[START Material provided]

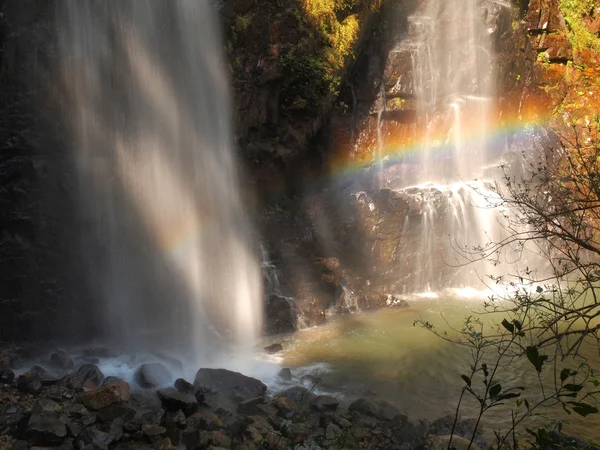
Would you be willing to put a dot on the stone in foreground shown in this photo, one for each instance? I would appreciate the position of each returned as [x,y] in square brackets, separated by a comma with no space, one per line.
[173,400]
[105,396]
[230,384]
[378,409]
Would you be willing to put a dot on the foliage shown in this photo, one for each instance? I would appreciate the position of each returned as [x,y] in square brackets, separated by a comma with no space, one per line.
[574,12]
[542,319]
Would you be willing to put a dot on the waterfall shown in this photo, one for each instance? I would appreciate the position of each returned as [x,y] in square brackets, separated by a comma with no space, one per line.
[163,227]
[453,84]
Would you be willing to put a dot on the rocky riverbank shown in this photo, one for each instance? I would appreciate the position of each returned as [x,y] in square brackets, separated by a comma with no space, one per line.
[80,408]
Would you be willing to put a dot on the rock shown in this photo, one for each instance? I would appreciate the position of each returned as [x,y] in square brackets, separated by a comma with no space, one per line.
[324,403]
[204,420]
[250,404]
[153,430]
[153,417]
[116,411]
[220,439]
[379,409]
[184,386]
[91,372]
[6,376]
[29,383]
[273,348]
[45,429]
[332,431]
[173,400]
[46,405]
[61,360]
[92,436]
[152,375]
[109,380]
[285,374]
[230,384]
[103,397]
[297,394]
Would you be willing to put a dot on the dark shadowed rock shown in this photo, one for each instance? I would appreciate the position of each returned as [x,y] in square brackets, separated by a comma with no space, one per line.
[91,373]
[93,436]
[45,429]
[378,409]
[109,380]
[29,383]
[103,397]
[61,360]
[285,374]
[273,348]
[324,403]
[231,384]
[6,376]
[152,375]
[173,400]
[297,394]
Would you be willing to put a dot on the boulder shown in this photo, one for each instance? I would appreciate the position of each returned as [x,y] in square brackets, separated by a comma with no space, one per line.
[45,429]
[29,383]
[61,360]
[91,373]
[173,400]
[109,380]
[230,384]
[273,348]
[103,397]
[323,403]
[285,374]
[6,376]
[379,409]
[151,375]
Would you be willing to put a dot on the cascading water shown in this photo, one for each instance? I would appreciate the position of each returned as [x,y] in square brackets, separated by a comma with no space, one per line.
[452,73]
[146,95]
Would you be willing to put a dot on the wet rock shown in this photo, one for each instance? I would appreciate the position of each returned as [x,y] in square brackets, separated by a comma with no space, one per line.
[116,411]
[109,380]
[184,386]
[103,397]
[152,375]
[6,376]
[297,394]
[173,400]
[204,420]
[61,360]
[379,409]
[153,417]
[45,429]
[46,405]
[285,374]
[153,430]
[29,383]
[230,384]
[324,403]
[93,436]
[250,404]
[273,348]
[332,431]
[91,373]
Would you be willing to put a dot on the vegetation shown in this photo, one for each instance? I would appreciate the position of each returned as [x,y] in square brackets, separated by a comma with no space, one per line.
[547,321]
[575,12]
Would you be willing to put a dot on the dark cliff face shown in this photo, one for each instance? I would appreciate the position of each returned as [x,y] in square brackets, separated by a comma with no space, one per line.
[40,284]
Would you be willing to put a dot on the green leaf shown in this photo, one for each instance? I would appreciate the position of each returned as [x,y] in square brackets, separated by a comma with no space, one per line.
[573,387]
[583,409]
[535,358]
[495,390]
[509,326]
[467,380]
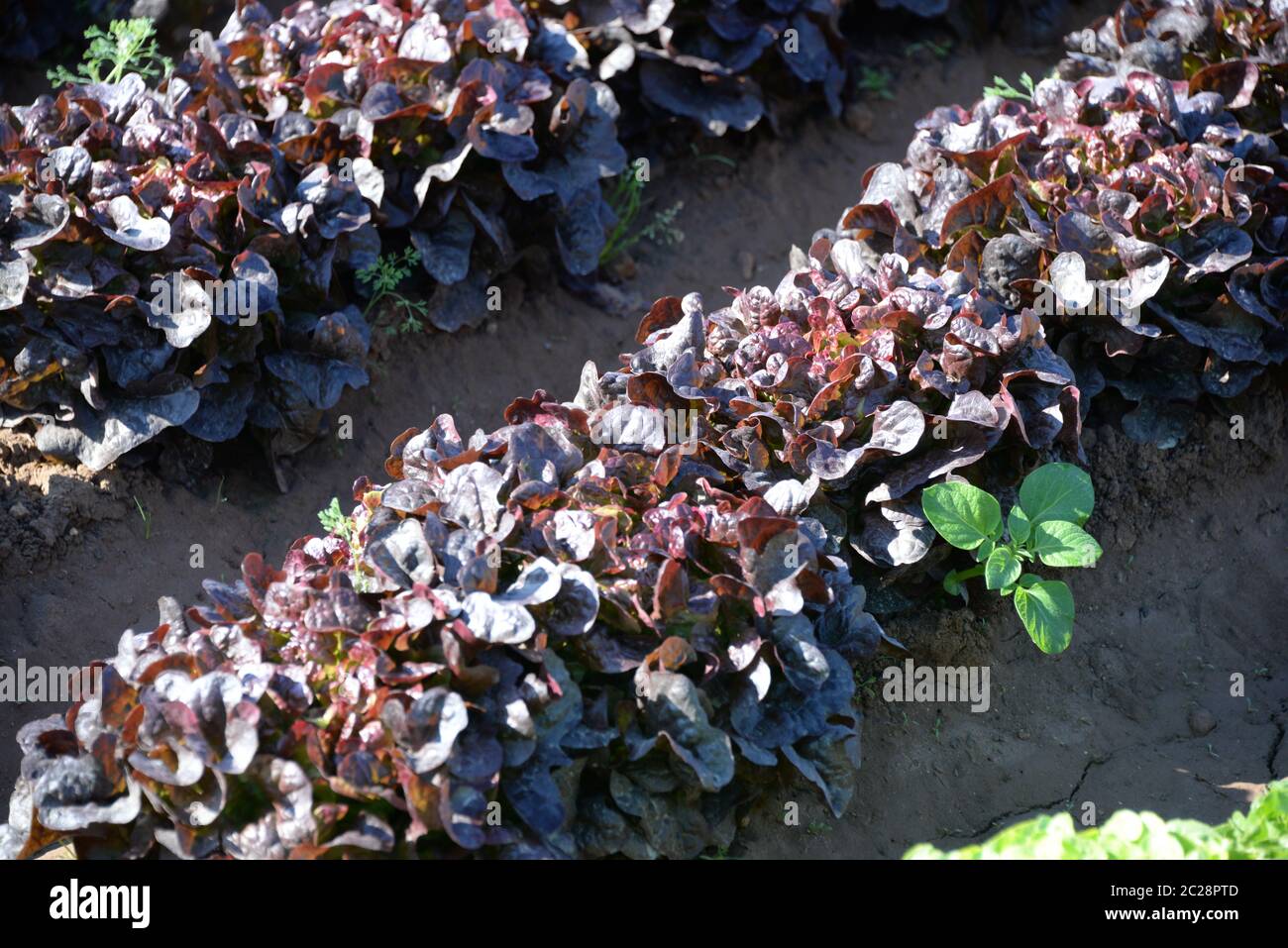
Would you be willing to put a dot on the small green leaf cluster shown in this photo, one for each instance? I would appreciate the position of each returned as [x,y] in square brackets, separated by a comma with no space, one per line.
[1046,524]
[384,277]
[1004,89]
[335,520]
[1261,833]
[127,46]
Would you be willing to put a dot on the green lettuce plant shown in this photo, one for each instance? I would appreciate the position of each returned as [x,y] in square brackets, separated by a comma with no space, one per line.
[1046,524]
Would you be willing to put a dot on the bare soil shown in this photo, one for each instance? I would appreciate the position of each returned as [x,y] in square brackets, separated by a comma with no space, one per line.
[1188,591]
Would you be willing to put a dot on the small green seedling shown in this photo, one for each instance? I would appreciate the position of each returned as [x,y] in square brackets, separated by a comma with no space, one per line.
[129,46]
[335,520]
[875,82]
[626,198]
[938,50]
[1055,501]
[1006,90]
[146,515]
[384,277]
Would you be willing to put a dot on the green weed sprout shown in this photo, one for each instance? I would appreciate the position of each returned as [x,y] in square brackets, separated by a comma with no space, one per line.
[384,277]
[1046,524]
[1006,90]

[END Material provided]
[START Material provided]

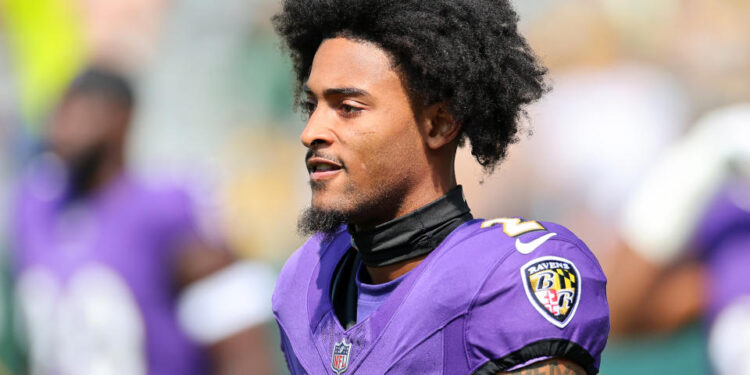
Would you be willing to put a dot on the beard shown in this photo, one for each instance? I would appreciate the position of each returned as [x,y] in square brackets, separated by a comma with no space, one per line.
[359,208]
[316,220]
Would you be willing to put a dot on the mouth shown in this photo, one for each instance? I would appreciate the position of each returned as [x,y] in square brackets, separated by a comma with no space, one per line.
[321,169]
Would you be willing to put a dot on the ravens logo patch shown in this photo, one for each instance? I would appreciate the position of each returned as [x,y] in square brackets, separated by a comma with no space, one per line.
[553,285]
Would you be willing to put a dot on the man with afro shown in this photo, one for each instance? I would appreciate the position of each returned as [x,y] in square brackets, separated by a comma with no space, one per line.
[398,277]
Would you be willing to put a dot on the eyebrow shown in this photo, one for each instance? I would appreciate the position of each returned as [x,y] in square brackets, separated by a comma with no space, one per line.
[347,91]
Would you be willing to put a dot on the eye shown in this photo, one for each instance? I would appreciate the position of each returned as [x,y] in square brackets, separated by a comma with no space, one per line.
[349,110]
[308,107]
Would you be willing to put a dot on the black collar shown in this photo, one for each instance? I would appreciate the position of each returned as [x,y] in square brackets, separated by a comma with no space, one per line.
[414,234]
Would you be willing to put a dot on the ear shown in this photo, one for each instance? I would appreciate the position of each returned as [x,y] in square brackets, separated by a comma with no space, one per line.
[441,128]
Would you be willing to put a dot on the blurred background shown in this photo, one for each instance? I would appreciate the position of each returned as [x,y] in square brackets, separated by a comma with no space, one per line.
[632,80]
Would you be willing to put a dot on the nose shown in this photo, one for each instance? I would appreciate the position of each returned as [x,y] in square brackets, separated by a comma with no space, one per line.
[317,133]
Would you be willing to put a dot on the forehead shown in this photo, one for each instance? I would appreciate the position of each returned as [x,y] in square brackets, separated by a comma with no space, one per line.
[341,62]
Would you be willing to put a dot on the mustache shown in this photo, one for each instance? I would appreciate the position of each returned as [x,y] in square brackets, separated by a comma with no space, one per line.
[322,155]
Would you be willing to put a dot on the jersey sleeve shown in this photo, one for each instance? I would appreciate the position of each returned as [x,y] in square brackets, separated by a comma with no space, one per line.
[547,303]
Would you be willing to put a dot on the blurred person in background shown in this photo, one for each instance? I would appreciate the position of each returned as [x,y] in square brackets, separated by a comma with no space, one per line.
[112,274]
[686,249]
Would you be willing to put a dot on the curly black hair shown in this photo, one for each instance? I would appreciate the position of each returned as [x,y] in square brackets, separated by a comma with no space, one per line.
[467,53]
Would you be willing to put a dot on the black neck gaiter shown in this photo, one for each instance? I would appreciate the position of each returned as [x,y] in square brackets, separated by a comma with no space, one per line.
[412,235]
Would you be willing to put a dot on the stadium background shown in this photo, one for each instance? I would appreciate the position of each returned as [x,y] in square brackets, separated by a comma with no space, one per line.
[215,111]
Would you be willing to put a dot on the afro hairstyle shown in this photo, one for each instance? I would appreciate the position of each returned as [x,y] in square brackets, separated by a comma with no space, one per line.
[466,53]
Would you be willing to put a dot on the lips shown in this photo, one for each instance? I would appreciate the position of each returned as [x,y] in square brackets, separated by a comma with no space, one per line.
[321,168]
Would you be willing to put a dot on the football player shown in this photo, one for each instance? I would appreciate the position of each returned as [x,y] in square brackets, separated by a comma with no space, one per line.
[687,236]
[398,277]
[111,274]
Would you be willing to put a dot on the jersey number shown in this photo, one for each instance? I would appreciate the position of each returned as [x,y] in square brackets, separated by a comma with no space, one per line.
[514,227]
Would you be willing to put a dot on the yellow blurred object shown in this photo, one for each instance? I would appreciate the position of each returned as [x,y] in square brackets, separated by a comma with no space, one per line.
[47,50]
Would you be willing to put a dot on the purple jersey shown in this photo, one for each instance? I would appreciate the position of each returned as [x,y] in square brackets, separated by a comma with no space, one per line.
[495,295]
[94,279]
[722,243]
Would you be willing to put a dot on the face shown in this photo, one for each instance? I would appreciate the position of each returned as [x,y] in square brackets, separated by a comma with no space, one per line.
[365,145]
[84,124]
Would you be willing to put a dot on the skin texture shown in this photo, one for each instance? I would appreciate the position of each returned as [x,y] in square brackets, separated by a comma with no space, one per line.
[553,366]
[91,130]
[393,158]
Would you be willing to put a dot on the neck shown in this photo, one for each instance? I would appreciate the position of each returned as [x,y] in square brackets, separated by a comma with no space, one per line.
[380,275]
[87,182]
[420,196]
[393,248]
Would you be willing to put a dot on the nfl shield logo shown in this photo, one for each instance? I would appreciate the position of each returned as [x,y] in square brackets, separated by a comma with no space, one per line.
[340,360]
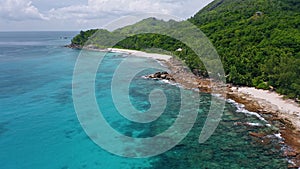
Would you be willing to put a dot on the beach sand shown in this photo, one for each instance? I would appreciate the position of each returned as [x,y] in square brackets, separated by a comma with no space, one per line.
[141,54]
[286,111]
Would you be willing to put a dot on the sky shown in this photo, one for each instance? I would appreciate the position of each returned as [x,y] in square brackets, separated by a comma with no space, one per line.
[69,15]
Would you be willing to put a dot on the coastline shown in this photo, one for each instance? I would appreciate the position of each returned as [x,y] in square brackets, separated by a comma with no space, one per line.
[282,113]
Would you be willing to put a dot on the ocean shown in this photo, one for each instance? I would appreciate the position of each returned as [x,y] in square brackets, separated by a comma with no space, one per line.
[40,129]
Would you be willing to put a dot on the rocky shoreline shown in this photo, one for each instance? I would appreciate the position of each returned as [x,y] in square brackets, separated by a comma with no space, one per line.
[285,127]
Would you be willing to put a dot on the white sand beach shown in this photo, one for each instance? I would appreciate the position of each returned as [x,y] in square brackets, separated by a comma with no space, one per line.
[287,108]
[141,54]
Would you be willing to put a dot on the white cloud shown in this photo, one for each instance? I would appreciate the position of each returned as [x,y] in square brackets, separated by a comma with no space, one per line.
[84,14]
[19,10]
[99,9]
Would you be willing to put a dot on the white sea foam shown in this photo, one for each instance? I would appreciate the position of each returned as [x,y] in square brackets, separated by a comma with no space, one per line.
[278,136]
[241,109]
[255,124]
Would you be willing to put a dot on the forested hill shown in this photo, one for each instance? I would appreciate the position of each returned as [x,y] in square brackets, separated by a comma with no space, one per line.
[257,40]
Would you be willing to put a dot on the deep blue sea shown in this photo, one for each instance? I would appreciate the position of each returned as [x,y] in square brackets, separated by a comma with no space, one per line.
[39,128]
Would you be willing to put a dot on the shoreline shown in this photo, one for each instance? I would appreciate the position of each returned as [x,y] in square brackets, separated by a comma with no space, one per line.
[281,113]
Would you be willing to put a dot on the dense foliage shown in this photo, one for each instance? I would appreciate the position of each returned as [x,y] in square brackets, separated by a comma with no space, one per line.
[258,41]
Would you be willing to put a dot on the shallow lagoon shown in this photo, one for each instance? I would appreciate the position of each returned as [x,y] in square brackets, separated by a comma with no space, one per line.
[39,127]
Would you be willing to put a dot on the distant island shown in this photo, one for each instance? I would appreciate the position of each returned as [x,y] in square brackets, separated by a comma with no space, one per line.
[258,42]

[END Material provided]

Which lines of the data above contain the string "background"? Copy out each of them in full.

## Problem solution
Would you be willing to put a dot on the blurred background shown in this photo, one for each instance? I would appreciate the position of each returned as [x,y] in square brackets, separated by a comma with no space, one per line.
Would you be willing to put a dot on the blurred person in background shown in this photo, one for each instance? I would appreciate the position of each returned as [x,y] in square brackets, separated by a comma with no space, one per line.
Would you be willing to put a dot on the stadium background shown in this photo, one for each instance? I would appreciate the position of each returned as [x,y] in square brackets, separated by a comma with no space, one per line.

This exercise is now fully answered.